Rewrite the records as a numbered list, beginning at the line that contains "spot the blue sign on wall." and ending with the line that contains "Target: woman in orange vest". Skip blank lines and leave the pictures out.

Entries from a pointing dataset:
------------------------------
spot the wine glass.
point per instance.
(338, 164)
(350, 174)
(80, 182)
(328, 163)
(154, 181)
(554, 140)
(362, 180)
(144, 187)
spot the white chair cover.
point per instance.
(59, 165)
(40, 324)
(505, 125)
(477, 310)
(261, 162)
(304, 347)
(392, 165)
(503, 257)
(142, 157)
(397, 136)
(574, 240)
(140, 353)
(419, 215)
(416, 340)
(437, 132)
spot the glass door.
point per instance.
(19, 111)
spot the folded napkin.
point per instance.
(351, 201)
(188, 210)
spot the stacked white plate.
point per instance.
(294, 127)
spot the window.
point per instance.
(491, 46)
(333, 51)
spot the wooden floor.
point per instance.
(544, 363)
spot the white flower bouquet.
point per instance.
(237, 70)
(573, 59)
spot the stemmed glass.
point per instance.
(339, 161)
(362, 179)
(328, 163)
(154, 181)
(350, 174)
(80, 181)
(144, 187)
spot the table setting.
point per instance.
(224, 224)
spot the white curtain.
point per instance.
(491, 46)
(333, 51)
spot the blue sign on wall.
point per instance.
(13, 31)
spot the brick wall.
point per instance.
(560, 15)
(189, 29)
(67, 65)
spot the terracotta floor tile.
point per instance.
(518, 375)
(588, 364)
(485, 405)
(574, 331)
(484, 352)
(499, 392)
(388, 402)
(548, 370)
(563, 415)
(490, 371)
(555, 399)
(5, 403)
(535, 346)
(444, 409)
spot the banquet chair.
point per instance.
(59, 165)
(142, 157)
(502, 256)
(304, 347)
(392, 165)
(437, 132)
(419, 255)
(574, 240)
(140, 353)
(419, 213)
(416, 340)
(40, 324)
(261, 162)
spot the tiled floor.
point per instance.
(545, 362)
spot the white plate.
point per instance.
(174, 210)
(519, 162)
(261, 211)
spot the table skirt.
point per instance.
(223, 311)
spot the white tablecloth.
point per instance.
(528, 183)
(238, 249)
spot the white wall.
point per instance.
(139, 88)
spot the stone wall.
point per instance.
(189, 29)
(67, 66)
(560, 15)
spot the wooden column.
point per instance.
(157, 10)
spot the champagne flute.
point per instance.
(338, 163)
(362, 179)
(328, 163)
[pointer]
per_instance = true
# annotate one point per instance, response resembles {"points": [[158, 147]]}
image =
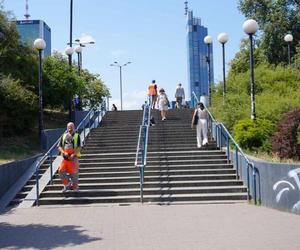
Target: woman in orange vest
------------------------------
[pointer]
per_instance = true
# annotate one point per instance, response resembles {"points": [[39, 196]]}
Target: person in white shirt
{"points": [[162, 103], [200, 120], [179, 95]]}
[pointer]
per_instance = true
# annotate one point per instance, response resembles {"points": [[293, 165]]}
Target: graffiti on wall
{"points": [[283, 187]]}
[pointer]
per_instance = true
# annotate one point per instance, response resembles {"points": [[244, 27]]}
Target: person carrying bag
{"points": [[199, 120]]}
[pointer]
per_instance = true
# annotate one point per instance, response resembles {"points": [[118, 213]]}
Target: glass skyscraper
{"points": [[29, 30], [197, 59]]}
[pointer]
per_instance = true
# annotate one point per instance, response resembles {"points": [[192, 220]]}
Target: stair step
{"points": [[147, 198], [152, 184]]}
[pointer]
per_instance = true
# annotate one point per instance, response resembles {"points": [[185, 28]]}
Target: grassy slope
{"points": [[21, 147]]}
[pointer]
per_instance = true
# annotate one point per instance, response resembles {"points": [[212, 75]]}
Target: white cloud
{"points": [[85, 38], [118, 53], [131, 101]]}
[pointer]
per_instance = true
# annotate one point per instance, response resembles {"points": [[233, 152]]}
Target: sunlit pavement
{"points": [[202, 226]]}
------------------------------
SOLVED PROBLEM ::
1. spot the blue sign on wall.
2. point per instance.
3. (13, 31)
4. spot the brick wall.
5. point per instance.
6. (560, 15)
7. (189, 29)
8. (67, 65)
9. spot the terracotta floor tile.
10. point per instance.
11. (518, 375)
12. (588, 364)
13. (485, 405)
14. (574, 331)
15. (484, 352)
16. (499, 392)
17. (388, 402)
18. (548, 370)
19. (563, 415)
20. (490, 371)
21. (555, 399)
22. (5, 403)
23. (535, 346)
24. (444, 409)
25. spot the banquet chair.
26. point per instance.
27. (59, 165)
28. (142, 157)
29. (502, 256)
30. (304, 347)
31. (392, 165)
32. (437, 132)
33. (419, 255)
34. (574, 240)
35. (140, 353)
36. (419, 213)
37. (416, 340)
38. (40, 324)
39. (261, 162)
40. spot the tiled floor.
41. point per instance.
42. (545, 362)
43. spot the white plate.
44. point per instance.
45. (174, 210)
46. (519, 162)
47. (261, 211)
48. spot the table skirt.
49. point per instance.
50. (223, 311)
51. spot the white tablecloth.
52. point per instance.
53. (528, 183)
54. (238, 249)
55. spot the white wall.
56. point per instance.
57. (139, 88)
58. spot the stone wall.
59. point per instance.
60. (189, 29)
61. (67, 66)
62. (560, 15)
63. spot the wooden column.
64. point per instance.
65. (157, 10)
66. spot the champagne flute.
67. point per instance.
68. (338, 163)
69. (362, 179)
70. (328, 163)
71. [pointer]
72. per_instance = true
73. # annotate one point per instance, response resembles {"points": [[158, 147]]}
74. image =
75. Target: woman in orange vest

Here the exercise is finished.